No caso da previdência, ainda que martelada insistentemente pela mídia corporativa como uma questão de salvação nacional, fica claro a cada rodada o interesse do mercado financeiro em relação ao projeto do governo. Com uma desfaçatez assombrosa, a proposta de reforma dá de uma vez só os dois braços ao setor financeiro: desobriga a contribuição dos empresários e cria o mais que lucrativo mercado privado do pecúlio.
No texto apresentado é fácil separar as colunas de perdas e ganhos. Perdem: os trabalhadores, os pobres, os empregados rurais, os que recebem Benefício de Prestação Continuada. Ganham: os militares, os servidores de determinadas castas do Judiciário e do Legislativo, os empregadores, os bancos e instituições financeiras. Cotas de sacrifícios?
Já em relação à segurança, sem falar no equívoco em combater violência com violência, o incentivo ao mercado de armas não é algo desprezível para a economia. Um dos ramos mais lucrativos do capitalismo industrial, o comércio de armas tem tudo para prosperar no Brasil. Não é demais lembrar que o setor armamentista é ponta na economia americana e tem ajudado outros setores da indústria em crise.

### PEDIDO DE TAREFA
Para cada afirmação a seguir, diga se ela está de acordo com o trecho acima e responda sim ou não, citando as palavras exatas do trecho que decidem a questão.
1. Os militares estão entre os que ganham com a proposta de reforma.
2. A proposta obriga os empresários a contribuir para a previdência.
3. O comércio de armas é apresentado como um dos ramos mais lucrativos do capitalismo industrial.

### MATERIAL FORNECIDO
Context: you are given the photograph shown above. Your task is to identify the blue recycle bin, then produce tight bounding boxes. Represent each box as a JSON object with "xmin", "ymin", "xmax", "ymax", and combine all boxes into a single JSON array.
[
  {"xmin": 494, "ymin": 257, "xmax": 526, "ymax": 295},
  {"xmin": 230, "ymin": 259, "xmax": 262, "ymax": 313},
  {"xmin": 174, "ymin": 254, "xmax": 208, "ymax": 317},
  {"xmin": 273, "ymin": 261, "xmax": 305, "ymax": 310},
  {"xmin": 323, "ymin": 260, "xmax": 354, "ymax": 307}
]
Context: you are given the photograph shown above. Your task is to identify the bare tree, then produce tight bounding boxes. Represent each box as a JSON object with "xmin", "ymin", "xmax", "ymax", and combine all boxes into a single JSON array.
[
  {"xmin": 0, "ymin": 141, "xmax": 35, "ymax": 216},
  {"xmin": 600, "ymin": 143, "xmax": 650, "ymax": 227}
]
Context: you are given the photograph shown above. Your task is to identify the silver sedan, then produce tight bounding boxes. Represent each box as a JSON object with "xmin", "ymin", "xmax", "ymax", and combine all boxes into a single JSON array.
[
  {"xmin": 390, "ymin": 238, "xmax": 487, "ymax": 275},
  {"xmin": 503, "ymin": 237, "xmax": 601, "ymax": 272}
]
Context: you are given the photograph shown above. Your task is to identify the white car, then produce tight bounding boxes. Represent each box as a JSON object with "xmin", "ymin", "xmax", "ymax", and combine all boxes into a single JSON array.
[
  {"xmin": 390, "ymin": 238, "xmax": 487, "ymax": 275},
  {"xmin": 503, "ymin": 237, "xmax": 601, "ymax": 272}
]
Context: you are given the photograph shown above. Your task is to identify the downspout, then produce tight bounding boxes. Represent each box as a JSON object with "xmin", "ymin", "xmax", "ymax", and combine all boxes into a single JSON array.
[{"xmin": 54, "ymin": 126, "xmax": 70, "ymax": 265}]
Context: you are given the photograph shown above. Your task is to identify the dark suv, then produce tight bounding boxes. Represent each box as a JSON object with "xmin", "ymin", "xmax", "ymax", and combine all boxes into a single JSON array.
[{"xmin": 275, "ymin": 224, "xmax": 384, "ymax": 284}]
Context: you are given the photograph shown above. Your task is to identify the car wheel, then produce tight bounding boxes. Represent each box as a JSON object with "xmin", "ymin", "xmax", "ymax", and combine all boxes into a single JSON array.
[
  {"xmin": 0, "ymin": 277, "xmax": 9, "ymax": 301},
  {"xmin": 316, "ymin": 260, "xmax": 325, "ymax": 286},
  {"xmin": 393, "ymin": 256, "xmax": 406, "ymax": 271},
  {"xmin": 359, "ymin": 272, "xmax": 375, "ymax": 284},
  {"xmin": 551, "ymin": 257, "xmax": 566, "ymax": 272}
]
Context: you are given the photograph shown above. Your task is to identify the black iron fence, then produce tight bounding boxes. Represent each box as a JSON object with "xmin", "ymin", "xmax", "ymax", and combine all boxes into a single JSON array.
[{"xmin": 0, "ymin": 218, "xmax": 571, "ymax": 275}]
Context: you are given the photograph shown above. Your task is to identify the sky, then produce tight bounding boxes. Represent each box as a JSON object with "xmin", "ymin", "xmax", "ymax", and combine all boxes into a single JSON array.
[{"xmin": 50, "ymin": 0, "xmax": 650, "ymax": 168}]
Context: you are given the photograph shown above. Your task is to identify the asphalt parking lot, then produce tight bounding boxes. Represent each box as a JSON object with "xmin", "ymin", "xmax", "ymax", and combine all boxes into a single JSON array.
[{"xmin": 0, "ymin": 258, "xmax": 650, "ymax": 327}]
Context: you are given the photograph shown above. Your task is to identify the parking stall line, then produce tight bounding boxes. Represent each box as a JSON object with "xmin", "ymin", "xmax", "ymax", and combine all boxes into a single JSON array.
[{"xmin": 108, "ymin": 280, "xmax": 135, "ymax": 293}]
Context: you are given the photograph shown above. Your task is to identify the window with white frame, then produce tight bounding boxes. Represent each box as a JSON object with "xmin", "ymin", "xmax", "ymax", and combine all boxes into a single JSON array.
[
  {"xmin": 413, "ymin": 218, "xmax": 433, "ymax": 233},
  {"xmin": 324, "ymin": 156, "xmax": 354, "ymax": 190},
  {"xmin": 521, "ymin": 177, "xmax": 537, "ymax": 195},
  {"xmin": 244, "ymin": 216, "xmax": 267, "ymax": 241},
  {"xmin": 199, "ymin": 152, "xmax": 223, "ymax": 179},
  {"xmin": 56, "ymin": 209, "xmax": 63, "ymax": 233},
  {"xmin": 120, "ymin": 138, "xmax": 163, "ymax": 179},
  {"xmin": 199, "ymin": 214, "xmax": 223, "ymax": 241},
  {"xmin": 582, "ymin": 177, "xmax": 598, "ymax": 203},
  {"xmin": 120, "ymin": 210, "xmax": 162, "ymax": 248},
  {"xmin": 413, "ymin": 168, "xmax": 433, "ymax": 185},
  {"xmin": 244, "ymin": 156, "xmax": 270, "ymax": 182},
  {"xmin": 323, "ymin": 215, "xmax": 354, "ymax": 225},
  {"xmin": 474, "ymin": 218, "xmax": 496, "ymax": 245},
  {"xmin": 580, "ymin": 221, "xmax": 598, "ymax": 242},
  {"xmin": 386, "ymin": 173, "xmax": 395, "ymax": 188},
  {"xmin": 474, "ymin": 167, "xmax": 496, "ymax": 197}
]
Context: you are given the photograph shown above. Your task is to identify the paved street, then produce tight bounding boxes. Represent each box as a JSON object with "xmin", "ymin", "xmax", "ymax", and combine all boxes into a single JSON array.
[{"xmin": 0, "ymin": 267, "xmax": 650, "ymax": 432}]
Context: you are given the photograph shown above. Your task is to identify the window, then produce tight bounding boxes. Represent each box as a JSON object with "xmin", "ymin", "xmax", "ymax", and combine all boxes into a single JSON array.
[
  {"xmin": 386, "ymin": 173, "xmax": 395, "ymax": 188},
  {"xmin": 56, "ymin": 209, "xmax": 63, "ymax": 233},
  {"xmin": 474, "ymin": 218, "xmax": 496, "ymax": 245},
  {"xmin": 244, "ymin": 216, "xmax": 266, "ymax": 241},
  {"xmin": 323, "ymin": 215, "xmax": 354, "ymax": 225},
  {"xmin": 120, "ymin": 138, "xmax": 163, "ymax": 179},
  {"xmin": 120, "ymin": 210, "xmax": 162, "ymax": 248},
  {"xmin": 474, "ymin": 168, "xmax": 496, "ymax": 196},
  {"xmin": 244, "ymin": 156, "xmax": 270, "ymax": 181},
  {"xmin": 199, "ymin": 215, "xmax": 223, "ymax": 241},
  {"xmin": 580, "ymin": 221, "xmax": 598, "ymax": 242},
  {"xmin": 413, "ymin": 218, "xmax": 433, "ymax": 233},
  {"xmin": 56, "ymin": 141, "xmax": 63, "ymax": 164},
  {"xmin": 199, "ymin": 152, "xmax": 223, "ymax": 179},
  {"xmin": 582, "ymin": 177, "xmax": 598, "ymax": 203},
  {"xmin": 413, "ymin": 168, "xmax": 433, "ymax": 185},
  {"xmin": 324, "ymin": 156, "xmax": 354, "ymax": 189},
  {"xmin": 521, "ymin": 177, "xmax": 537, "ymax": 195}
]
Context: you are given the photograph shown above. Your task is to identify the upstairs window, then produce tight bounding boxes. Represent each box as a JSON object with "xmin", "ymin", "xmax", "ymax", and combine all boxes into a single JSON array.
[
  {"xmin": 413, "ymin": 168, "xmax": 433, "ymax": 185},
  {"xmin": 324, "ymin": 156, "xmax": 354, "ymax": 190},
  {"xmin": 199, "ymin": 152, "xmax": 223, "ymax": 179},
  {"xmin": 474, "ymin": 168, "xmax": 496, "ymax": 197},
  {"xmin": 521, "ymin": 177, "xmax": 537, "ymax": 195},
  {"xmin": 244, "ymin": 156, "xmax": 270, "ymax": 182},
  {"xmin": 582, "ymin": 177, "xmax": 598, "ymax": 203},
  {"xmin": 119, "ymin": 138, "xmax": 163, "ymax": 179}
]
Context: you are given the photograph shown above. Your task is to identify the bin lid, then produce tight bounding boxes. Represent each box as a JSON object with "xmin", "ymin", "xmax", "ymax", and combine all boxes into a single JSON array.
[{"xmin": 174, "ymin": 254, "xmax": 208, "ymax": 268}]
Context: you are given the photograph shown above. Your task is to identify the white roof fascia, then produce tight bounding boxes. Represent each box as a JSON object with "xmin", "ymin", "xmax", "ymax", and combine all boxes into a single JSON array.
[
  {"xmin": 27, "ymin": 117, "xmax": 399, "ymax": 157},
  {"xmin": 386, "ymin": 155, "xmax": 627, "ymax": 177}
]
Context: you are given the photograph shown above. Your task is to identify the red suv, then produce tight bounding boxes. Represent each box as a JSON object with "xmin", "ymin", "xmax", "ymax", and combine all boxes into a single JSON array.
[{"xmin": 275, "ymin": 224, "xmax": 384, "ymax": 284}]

### RESULTADO DA TAREFA
1. Sim: "Ganham: os militares"
2. Não: "desobriga a contribuição dos empresários"
3. Sim: "Um dos ramos mais lucrativos do capitalismo industrial, o comércio de armas"